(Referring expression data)
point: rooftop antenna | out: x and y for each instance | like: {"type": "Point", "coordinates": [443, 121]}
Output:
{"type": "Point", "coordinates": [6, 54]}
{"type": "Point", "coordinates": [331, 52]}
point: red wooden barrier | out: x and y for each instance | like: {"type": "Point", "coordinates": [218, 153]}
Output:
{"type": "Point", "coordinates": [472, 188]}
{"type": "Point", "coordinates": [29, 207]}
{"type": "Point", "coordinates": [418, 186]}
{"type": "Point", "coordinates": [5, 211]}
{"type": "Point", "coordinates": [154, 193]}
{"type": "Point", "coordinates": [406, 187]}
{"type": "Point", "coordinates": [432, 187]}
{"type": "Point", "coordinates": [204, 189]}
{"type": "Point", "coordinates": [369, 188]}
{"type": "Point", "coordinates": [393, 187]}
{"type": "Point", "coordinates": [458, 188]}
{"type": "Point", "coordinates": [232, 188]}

> **Exercise description**
Write out the records. Leave nothing out and change nothing.

> **Written solution**
point: rooftop antenna | out: x and y for each instance | like: {"type": "Point", "coordinates": [443, 121]}
Output:
{"type": "Point", "coordinates": [6, 54]}
{"type": "Point", "coordinates": [331, 52]}
point: red wooden barrier | out: x and y for each instance | like: {"type": "Point", "coordinates": [218, 153]}
Output:
{"type": "Point", "coordinates": [472, 188]}
{"type": "Point", "coordinates": [29, 207]}
{"type": "Point", "coordinates": [418, 186]}
{"type": "Point", "coordinates": [5, 211]}
{"type": "Point", "coordinates": [154, 193]}
{"type": "Point", "coordinates": [406, 187]}
{"type": "Point", "coordinates": [432, 187]}
{"type": "Point", "coordinates": [204, 189]}
{"type": "Point", "coordinates": [369, 188]}
{"type": "Point", "coordinates": [393, 187]}
{"type": "Point", "coordinates": [458, 188]}
{"type": "Point", "coordinates": [232, 188]}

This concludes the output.